START

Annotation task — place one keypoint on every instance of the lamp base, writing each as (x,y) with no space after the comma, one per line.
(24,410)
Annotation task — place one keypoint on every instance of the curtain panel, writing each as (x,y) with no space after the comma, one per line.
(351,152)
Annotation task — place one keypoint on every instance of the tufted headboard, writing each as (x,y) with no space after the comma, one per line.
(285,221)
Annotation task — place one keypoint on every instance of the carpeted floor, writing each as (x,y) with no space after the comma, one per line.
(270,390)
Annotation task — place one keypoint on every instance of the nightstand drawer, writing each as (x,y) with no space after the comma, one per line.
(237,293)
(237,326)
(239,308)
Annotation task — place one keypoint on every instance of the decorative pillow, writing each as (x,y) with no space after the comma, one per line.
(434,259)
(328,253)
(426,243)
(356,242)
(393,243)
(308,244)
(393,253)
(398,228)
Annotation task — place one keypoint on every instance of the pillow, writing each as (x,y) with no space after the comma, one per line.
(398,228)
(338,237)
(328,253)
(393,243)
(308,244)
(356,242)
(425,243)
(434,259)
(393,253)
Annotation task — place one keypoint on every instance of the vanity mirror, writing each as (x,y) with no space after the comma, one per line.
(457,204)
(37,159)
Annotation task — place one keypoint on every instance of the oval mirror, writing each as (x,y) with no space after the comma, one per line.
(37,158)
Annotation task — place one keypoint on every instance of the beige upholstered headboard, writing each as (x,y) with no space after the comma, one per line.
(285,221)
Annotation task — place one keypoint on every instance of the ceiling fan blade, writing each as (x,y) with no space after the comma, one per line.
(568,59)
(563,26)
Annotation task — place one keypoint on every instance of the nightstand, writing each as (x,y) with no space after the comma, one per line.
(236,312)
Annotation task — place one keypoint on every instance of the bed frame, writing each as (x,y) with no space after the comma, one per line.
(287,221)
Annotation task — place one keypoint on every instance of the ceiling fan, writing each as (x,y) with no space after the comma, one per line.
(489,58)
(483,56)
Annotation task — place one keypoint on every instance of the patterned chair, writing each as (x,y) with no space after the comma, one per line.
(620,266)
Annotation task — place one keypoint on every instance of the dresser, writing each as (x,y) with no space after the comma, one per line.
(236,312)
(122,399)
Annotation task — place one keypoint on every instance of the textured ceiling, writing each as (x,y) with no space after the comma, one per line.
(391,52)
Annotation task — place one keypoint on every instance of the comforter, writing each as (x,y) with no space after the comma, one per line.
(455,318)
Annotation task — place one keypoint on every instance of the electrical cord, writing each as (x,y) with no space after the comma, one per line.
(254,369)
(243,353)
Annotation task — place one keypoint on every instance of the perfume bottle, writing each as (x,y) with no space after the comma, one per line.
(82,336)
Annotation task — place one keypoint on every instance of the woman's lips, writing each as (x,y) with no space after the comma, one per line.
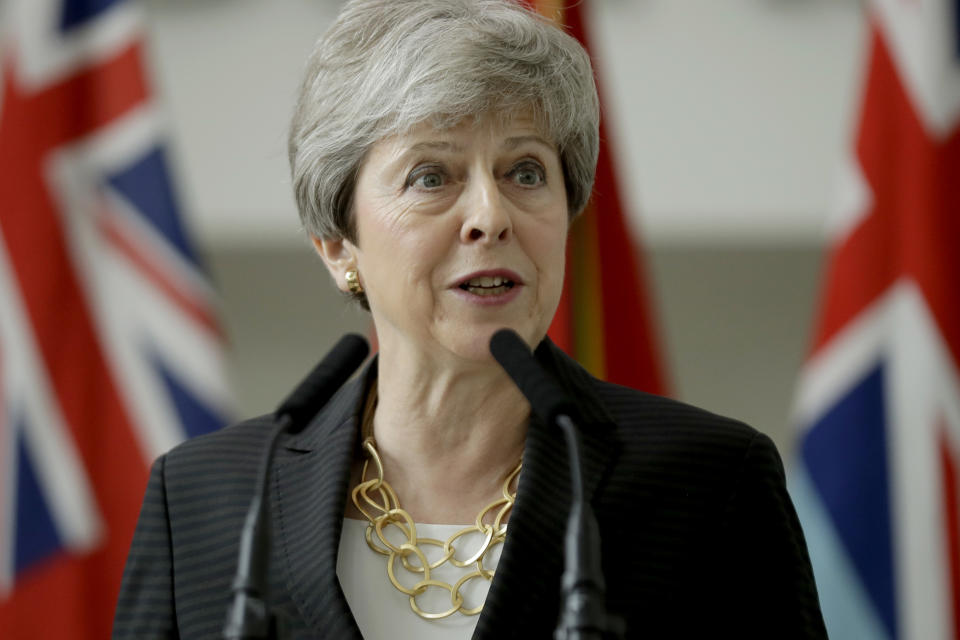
(496,286)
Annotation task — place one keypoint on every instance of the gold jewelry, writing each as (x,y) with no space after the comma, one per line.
(378,502)
(353,281)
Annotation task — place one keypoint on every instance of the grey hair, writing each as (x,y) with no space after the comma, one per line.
(385,66)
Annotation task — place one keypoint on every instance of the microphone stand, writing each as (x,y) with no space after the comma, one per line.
(583,613)
(249,616)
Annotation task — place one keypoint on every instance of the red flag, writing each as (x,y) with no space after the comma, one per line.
(109,351)
(604,319)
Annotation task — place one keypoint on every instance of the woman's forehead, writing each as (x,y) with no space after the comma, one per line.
(508,131)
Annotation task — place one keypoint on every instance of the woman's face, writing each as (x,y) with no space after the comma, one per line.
(460,232)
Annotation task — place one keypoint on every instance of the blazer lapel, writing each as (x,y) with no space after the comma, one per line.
(524,597)
(312,474)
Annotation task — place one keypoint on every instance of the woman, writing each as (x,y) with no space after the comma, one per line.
(439,150)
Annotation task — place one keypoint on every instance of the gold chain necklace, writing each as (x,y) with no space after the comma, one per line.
(378,502)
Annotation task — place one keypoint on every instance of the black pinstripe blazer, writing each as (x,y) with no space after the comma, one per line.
(699,535)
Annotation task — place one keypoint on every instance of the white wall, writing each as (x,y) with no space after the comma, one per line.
(730,117)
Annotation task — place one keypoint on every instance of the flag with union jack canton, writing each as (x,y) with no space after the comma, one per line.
(110,352)
(877,484)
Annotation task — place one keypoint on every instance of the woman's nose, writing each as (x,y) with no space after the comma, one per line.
(487,218)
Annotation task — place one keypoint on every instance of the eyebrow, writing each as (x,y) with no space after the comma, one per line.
(434,146)
(516,141)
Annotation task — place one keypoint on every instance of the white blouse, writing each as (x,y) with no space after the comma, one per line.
(382,611)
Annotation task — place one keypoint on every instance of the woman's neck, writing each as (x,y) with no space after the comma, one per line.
(447,435)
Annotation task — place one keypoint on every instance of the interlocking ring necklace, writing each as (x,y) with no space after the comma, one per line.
(378,503)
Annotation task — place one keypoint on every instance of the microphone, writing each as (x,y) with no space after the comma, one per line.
(583,613)
(248,617)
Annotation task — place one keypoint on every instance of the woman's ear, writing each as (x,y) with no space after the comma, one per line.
(340,256)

END

The request -
Set out each line of the records above as a Markdown table with the columns Row and Text, numbering the rows and skipping any blank lines. Do not include the pictures.

Full solution -
| Row | Text |
|---|---|
| 1 | Annotation task — place one keypoint on every instance of the lamp base, writing each as (x,y) with no space after the comma, one per line. |
| 2 | (24,410) |
| 3 | Annotation task — place one keypoint on every instance of the curtain panel, writing each as (x,y) with no space after the comma, one per line. |
| 4 | (351,152) |
| 5 | Annotation task — place one keypoint on every instance of the tufted headboard, writing each as (x,y) with no space after the comma, one per line. |
| 6 | (285,221) |
| 7 | Annotation task — place one keypoint on every instance of the carpeted floor, writing each as (x,y) with no space after the comma, one per line. |
| 8 | (270,390) |
| 9 | Annotation task — place one keypoint on every instance of the nightstand drawer, writing each as (x,y) with no space after the comma, one per line. |
| 10 | (237,293) |
| 11 | (237,326) |
| 12 | (239,308) |
| 13 | Annotation task — place one keypoint on every instance of the decorative pillow, writing each as (x,y) with no space after the comma, one per line. |
| 14 | (434,259) |
| 15 | (328,253) |
| 16 | (426,243) |
| 17 | (356,242) |
| 18 | (393,243) |
| 19 | (308,244) |
| 20 | (393,253) |
| 21 | (398,228) |
| 22 | Annotation task — place one keypoint on every instance of the pillow, writing each as (x,y) with no space after the comma, one per line. |
| 23 | (398,228) |
| 24 | (338,237) |
| 25 | (328,253) |
| 26 | (393,243) |
| 27 | (308,244) |
| 28 | (356,242) |
| 29 | (425,243) |
| 30 | (434,259) |
| 31 | (393,253) |
| 32 | Annotation task — place one keypoint on every instance of the vanity mirror, writing each as (x,y) with no space after the comma, one per line. |
| 33 | (457,204) |
| 34 | (37,159) |
| 35 | Annotation task — place one keypoint on every instance of the oval mirror, writing each as (x,y) with no space after the comma, one per line. |
| 36 | (37,158) |
| 37 | Annotation task — place one keypoint on every instance of the beige upholstered headboard, writing each as (x,y) with no space after the comma, one per line. |
| 38 | (285,221) |
| 39 | Annotation task — place one keypoint on every instance of the ceiling fan blade, writing each as (x,y) with no space after the comma, one per line. |
| 40 | (568,59) |
| 41 | (563,26) |
| 42 | Annotation task — place one keypoint on every instance of the nightstand, writing each as (x,y) with no space after the comma, one per line. |
| 43 | (236,312) |
| 44 | Annotation task — place one keypoint on every instance of the bed frame, writing each as (x,y) with no space after the comma, one per line. |
| 45 | (287,221) |
| 46 | Annotation task — place one keypoint on every instance of the ceiling fan, writing each as (x,y) with no space after the comma, one per line. |
| 47 | (489,58) |
| 48 | (483,56) |
| 49 | Annotation task — place one keypoint on every instance of the patterned chair, writing each as (x,y) with no space after the comma, one per line. |
| 50 | (620,266) |
| 51 | Annotation task — place one keypoint on every instance of the dresser, writing each as (x,y) with no space after the comma, one per line. |
| 52 | (236,312) |
| 53 | (122,399) |
| 54 | Annotation task — place one keypoint on every instance of the textured ceiling, writing each as (x,y) with no space after the comma, one per line. |
| 55 | (391,52) |
| 56 | Annotation task — place one keypoint on every instance of the comforter, writing each as (x,y) with no space after the comma, one per line. |
| 57 | (455,318) |
| 58 | Annotation task — place one keypoint on every instance of the electrical cord, writing each as (x,y) with no space after the comma, one per line. |
| 59 | (254,369) |
| 60 | (243,353) |
| 61 | Annotation task — place one keypoint on every instance of the perfume bottle, writing each as (x,y) with no space after the comma, one per line. |
| 62 | (82,336) |
| 63 | Annotation task — place one keypoint on every instance of the woman's lips, writing each as (x,y) with no space after the comma, one per line. |
| 64 | (496,286) |
| 65 | Annotation task — place one keypoint on every instance of the gold jewelry, writing each as (x,y) with no space after the comma, one per line. |
| 66 | (378,502) |
| 67 | (353,281) |
| 68 | Annotation task — place one keypoint on every instance of the grey hair, writing each as (x,y) with no space after the comma, one per line. |
| 69 | (385,66) |
| 70 | Annotation task — place one keypoint on every instance of the microphone stand, writing each as (x,y) with no space after the comma, one per line. |
| 71 | (583,613) |
| 72 | (249,616) |
| 73 | Annotation task — place one keypoint on every instance of the red flag, writing each as (x,y) with no space after the comma, one per line. |
| 74 | (109,351) |
| 75 | (604,319) |
| 76 | Annotation task — place one keypoint on every instance of the woman's forehead, writing each as (x,y) with no space after the comma, one per line. |
| 77 | (508,131) |
| 78 | Annotation task — place one keypoint on every instance of the woman's face, writing each as (x,y) with no space after the comma, one per line. |
| 79 | (460,232) |
| 80 | Annotation task — place one keypoint on every instance of the blazer lapel, writing each as (x,y) with no space after the comma, one per line. |
| 81 | (524,597) |
| 82 | (312,474) |
| 83 | Annotation task — place one keypoint on every instance of the woman, writing each as (x,y) with no space after the comma, one per line. |
| 84 | (439,150) |
| 85 | Annotation task — place one keypoint on every instance of the gold chain necklace, writing each as (x,y) with no space after the comma, one per line. |
| 86 | (378,502) |
| 87 | Annotation task — place one keypoint on every instance of the black pinstripe blazer, writing each as (x,y) with no space after the comma, one per line. |
| 88 | (699,535) |
| 89 | Annotation task — place one keypoint on every instance of the white wall, writing each as (x,y) with no space after the comma, one per line. |
| 90 | (730,117) |
| 91 | Annotation task — place one keypoint on every instance of the flag with union jack canton, writing each as (x,y) with no space after the comma, one per line. |
| 92 | (110,352) |
| 93 | (877,484) |
| 94 | Annotation task — place one keypoint on every instance of the woman's nose, writing each as (x,y) with no space after the comma, one per line. |
| 95 | (487,218) |
| 96 | Annotation task — place one keypoint on every instance of the eyebrow, writing each as (x,y) with no space after the comma, one per line. |
| 97 | (434,146) |
| 98 | (516,141) |
| 99 | Annotation task — place one keypoint on every instance of the white blouse, writing each as (x,y) with no space after the comma, one per line. |
| 100 | (382,611) |
| 101 | Annotation task — place one keypoint on every instance of the woman's neck, writing each as (x,y) with no space after the comma, one per line. |
| 102 | (447,435) |
| 103 | Annotation task — place one keypoint on every instance of the interlocking ring necklace, writing each as (x,y) with no space after the comma, one per line. |
| 104 | (378,503) |
| 105 | Annotation task — place one keypoint on every instance of the microphone, writing each as (x,y) with no space after the comma, one per line. |
| 106 | (583,613) |
| 107 | (248,617) |
| 108 | Annotation task — place one keypoint on every instance of the woman's ear, writing each as (x,y) with no space after the comma, one per line. |
| 109 | (340,256) |